What you should do ->
Rewrite the entries below, replacing every occurrence of "Detection target" with "Object to locate" and leaving everything else unchanged.

Stored data ->
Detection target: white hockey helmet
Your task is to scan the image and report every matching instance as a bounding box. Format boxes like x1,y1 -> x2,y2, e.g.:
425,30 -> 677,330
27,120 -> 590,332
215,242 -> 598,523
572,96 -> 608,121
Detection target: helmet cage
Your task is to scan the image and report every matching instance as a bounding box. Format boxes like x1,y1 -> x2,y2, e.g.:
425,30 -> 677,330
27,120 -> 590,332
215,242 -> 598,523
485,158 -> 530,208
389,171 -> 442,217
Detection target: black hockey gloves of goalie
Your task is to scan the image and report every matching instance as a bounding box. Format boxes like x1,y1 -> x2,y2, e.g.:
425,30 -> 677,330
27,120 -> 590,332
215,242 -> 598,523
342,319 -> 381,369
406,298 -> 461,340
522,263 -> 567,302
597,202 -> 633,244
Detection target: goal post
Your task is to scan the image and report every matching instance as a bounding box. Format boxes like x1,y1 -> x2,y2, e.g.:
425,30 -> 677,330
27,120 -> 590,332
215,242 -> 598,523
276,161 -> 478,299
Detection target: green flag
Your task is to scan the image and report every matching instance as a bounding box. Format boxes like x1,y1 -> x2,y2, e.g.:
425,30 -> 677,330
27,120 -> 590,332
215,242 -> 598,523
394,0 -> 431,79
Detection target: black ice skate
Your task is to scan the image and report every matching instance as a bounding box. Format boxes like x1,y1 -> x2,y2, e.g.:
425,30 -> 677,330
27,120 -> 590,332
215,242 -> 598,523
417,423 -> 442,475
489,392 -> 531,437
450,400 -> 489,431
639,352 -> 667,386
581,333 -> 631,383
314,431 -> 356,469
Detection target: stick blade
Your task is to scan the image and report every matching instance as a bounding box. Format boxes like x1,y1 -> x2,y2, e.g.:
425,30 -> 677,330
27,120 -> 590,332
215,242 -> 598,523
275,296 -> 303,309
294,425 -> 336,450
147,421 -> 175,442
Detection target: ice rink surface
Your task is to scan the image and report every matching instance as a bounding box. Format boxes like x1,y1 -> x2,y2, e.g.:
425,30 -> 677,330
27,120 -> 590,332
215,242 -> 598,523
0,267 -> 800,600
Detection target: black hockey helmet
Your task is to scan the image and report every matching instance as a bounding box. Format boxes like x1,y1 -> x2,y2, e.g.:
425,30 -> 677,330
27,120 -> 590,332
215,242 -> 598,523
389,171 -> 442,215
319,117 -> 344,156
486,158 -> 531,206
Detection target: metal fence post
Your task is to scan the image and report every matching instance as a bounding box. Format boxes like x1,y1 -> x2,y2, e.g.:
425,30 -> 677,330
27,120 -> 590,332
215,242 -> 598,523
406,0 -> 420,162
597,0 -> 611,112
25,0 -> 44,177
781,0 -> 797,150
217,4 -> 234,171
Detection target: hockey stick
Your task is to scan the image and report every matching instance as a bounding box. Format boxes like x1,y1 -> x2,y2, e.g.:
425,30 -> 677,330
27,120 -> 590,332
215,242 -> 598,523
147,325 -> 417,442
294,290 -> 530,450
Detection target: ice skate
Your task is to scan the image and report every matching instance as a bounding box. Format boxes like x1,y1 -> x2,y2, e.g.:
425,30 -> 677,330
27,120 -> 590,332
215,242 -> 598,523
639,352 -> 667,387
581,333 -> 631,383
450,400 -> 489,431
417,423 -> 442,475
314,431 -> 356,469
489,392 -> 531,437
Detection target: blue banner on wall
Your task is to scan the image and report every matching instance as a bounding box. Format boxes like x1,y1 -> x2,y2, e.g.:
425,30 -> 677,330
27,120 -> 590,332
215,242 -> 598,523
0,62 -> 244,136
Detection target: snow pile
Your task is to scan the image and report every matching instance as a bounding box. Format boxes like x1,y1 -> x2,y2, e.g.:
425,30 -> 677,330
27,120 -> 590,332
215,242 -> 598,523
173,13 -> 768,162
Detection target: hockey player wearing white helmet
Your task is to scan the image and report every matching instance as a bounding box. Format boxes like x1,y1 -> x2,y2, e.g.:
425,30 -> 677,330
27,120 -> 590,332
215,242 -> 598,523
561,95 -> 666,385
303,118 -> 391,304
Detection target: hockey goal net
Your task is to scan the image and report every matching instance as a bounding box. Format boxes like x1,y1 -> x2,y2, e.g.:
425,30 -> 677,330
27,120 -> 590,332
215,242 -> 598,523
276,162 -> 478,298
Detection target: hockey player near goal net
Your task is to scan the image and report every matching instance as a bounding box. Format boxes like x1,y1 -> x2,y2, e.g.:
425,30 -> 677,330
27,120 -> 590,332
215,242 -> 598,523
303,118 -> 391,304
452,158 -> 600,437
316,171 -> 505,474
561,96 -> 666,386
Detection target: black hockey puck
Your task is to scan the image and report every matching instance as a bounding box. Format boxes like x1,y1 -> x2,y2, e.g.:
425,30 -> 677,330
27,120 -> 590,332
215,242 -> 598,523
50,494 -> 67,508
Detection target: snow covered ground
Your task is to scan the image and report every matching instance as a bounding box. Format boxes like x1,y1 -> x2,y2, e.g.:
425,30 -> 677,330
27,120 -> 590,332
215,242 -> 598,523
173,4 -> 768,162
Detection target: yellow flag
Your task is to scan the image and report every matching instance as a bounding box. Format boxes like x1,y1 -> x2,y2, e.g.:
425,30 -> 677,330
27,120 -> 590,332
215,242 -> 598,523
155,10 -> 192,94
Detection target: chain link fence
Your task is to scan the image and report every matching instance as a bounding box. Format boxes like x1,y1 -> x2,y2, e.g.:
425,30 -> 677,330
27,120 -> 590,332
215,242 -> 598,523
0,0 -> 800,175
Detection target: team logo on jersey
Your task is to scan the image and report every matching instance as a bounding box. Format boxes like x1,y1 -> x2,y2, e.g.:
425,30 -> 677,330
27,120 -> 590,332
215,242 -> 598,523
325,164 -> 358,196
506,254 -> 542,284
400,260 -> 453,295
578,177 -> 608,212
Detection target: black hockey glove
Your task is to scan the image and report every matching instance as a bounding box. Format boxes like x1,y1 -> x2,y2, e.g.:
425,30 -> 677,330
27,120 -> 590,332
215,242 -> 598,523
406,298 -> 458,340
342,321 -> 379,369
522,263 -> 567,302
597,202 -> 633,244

Answer to the exercise ->
Object to locate: white hockey helmet
Your task is to scan the image and report every matching instance as a bounding box. Format boxes like x1,y1 -> x2,y2, e.g.:
425,30 -> 677,330
27,120 -> 590,332
215,242 -> 598,523
572,96 -> 608,121
Object to locate: helmet cage
Your task is to scan the image and report every matching instance as a bounding box. Format boxes like x1,y1 -> x2,y2, e.g.:
425,30 -> 677,330
27,120 -> 590,332
215,242 -> 598,523
485,158 -> 530,208
389,171 -> 442,217
Object to locate: black hockey gloves of goalie
Your task is to scan the image and report every matching instance as a bounding box. Format boxes like x1,y1 -> x2,y2, e.g.:
425,30 -> 677,330
27,120 -> 590,332
215,242 -> 598,523
342,319 -> 381,369
406,298 -> 461,340
522,263 -> 567,302
597,202 -> 633,244
Object to locate: goal post
Your task is to scan the image and report every matching instance as a bounding box. Format boxes like x1,y1 -> x2,y2, e.g.:
425,30 -> 677,330
27,120 -> 590,332
215,242 -> 598,523
276,161 -> 478,299
Object to locate: green flag
Your task is to scan the image and report every matching instance as a bounding box. Format boxes like x1,y1 -> x2,y2, e.g.:
425,30 -> 677,330
27,120 -> 590,332
215,242 -> 598,523
394,0 -> 431,79
Object to locate: black ice skate
Your task is to scan the image and report every matching instance as a bounding box. Format boxes like x1,y1 -> x2,y2, e.g.:
425,30 -> 677,330
27,120 -> 590,332
215,242 -> 598,523
417,423 -> 442,475
489,392 -> 531,437
450,400 -> 489,431
639,352 -> 667,386
581,333 -> 631,383
314,431 -> 356,469
Object to locate: stick blade
Your task is to scan the image and report every matching instance as a bounding box. Format boxes like x1,y1 -> x2,y2, e.g.:
425,30 -> 677,330
27,120 -> 590,332
215,242 -> 598,523
275,296 -> 303,309
294,425 -> 336,450
147,421 -> 175,442
Object to locate: ice rink surface
Your task is to scan the image and report every matching instance as a bounding box. Format boxes like x1,y1 -> x2,y2, e.g.:
425,30 -> 677,330
27,120 -> 590,332
215,242 -> 598,523
0,267 -> 800,600
Object to locate: black hockey helmet
Your task is to scan the image and report every matching instance as a bounding box. Format boxes like x1,y1 -> x2,y2, e.g.:
425,30 -> 677,330
27,120 -> 590,332
215,242 -> 598,523
389,171 -> 442,215
319,117 -> 344,156
486,158 -> 531,206
Object to locate: metal fence post
Your task is to scan the image and report every matching instance as a bounding box. Format boxes like x1,y1 -> x2,y2, e.g.:
425,30 -> 677,330
27,120 -> 590,332
215,242 -> 598,523
406,0 -> 420,162
597,0 -> 611,112
25,0 -> 44,177
781,0 -> 797,150
217,4 -> 234,171
Object to locate: hockey stick
Your task is to scan the image and report every matching instance as a bounding box. Format boxes like x1,y1 -> x2,y2, e.g.:
425,30 -> 677,330
27,120 -> 590,332
215,242 -> 598,523
147,325 -> 417,442
294,290 -> 530,450
Object to locate: ice skate
Your task is to scan the image and report every matching instance as a bounding box. Format boxes like x1,y1 -> x2,y2, e.g.:
425,30 -> 677,330
27,120 -> 590,332
215,242 -> 598,523
639,352 -> 667,387
581,333 -> 631,383
450,400 -> 489,431
417,423 -> 442,475
314,431 -> 356,469
489,392 -> 531,437
Object to locate: blue banner on wall
Your task is to scan the image and report every matching instance as a bounding box. Format boxes like x1,y1 -> x2,y2, e.g.:
425,30 -> 677,330
27,120 -> 590,332
215,242 -> 598,523
0,62 -> 244,136
Object to locate: snow pile
Your task is to scan the image and report every matching instance as a bounding box. Format boxes like x1,y1 -> x2,y2, e.g.:
425,30 -> 677,330
27,120 -> 590,332
215,242 -> 598,523
173,13 -> 768,162
Object to locate: hockey player wearing white helmet
Your task is to scan the image and report every matching instance as a bounding box. Format boxes like x1,y1 -> x2,y2, e.g.:
425,30 -> 677,330
27,120 -> 590,332
215,242 -> 598,523
561,95 -> 666,385
303,118 -> 391,304
Object to locate: hockey goal net
Your task is to scan the image and report every matching instance as a bounding box. Format boxes like x1,y1 -> x2,y2, e.g.:
425,30 -> 677,330
27,120 -> 590,332
215,242 -> 598,523
276,162 -> 478,298
Object to locate: hockey player near goal net
Your task is to scan the image and report every matching instance as a bounding box. Format boxes like x1,y1 -> x2,y2, e.g.:
425,30 -> 677,330
27,120 -> 590,332
215,242 -> 598,523
303,118 -> 391,304
452,158 -> 600,437
316,171 -> 505,474
561,96 -> 666,386
Object to locate: black hockey puck
Your task is to scan the image and report every matching instance as a bounding box. Format boxes like x1,y1 -> x2,y2, e.g.:
425,30 -> 677,330
27,120 -> 590,332
215,242 -> 598,523
50,494 -> 67,508
Object to locate: snow covered ground
Your task is to scan the image and report every matching instance as a bounding box. Format boxes like x1,y1 -> x2,y2, e.g.:
425,30 -> 677,330
27,120 -> 590,332
215,242 -> 598,523
173,4 -> 768,162
Object to locate: yellow flag
Your task is to scan the image and report every matching instance as a bounding box. Format boxes like x1,y1 -> x2,y2, e.g.:
425,30 -> 677,330
27,120 -> 590,332
215,242 -> 598,523
155,10 -> 192,94
Object to locate: chain link fence
Your task is to scan the image and report every matching instance as a bounding box. Format boxes like x1,y1 -> x2,y2, e.g.:
425,30 -> 677,330
27,120 -> 590,332
215,242 -> 598,523
0,0 -> 800,175
Object to locate: team logo on jersey
Your task is to scan the image and report every matching instance as a bounding box. Format boxes like x1,y1 -> x2,y2, e.g.:
425,30 -> 677,330
27,120 -> 590,332
215,242 -> 598,523
325,164 -> 358,196
506,254 -> 542,284
400,260 -> 453,295
578,177 -> 608,212
Object to locate: black hockey glove
Your task is to scan the image and report every matching instance as a bounding box. Format boxes like x1,y1 -> x2,y2, e.g.:
425,30 -> 677,330
27,120 -> 590,332
215,242 -> 598,523
406,298 -> 458,340
342,321 -> 379,369
522,263 -> 567,302
597,202 -> 633,244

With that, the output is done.